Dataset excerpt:
= = = =
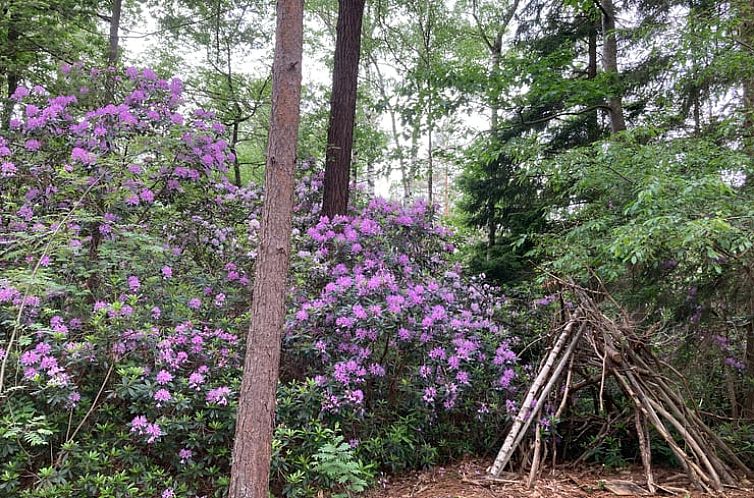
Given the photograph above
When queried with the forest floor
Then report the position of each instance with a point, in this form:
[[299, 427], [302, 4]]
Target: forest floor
[[467, 479]]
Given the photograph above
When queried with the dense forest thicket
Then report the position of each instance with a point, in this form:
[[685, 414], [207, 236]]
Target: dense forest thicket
[[473, 178]]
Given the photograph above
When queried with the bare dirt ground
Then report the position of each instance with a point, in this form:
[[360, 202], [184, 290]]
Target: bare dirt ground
[[467, 479]]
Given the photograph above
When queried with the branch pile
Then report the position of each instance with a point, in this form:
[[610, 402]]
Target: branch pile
[[654, 388]]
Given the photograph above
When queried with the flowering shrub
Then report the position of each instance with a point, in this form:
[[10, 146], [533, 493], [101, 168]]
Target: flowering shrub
[[126, 259], [390, 311]]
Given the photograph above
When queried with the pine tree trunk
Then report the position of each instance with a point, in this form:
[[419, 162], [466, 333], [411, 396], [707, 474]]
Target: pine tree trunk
[[342, 107], [593, 126], [610, 65], [12, 78], [256, 406], [112, 54], [747, 36]]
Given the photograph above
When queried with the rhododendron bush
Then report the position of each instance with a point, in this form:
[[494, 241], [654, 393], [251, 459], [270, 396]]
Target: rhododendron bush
[[126, 258]]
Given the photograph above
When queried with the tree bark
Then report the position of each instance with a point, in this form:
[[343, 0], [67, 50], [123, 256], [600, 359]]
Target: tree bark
[[610, 65], [12, 77], [113, 46], [342, 107], [256, 406], [593, 126], [747, 35]]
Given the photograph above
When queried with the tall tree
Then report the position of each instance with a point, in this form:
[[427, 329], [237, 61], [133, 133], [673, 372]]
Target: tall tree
[[342, 107], [112, 54], [256, 408], [610, 65]]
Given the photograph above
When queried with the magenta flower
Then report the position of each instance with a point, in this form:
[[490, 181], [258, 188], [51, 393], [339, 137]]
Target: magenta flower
[[218, 396], [133, 283], [162, 395], [163, 377]]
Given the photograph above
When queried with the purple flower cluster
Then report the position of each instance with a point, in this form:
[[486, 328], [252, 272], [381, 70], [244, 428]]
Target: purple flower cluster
[[390, 303]]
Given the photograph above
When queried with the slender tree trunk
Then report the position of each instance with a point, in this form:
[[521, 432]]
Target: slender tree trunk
[[495, 56], [256, 406], [610, 66], [430, 161], [414, 166], [233, 149], [593, 124], [113, 46], [342, 107], [12, 77], [394, 132], [491, 228], [747, 35]]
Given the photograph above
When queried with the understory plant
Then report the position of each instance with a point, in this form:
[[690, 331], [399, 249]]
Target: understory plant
[[125, 277]]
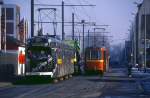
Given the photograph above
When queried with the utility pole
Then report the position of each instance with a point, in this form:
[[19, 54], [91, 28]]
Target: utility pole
[[0, 29], [63, 33], [32, 18], [72, 26], [40, 20], [145, 46], [88, 38], [62, 5], [83, 21]]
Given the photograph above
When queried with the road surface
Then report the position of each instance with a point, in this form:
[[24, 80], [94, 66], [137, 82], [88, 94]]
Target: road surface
[[114, 84]]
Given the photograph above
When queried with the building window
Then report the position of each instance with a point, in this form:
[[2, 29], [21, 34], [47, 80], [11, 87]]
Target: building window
[[10, 28], [10, 13]]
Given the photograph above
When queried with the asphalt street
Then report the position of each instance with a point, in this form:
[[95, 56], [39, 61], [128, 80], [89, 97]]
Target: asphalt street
[[114, 84]]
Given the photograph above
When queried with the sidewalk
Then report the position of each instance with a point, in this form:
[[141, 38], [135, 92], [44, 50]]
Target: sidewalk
[[143, 78]]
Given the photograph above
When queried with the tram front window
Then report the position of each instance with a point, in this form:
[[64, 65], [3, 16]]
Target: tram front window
[[95, 55]]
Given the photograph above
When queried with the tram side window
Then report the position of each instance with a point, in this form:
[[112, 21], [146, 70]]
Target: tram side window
[[95, 55]]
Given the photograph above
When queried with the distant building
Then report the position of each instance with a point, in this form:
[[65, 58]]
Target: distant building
[[1, 2]]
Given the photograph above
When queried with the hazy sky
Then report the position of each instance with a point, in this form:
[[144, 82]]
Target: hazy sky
[[116, 13]]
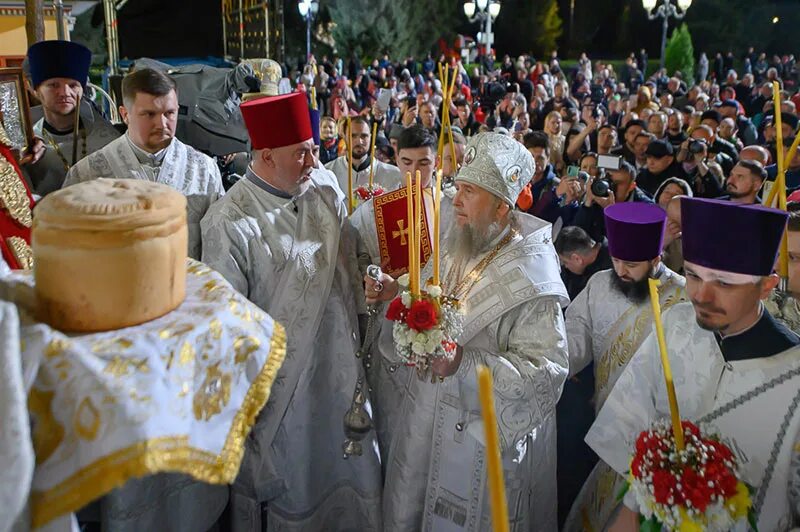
= = = =
* **Written request**
Pick out every line in the dataset excerpt above that contains the word "street", and copy each one in full.

* **Task answer**
When queried with the asphalt street
Target: asphalt street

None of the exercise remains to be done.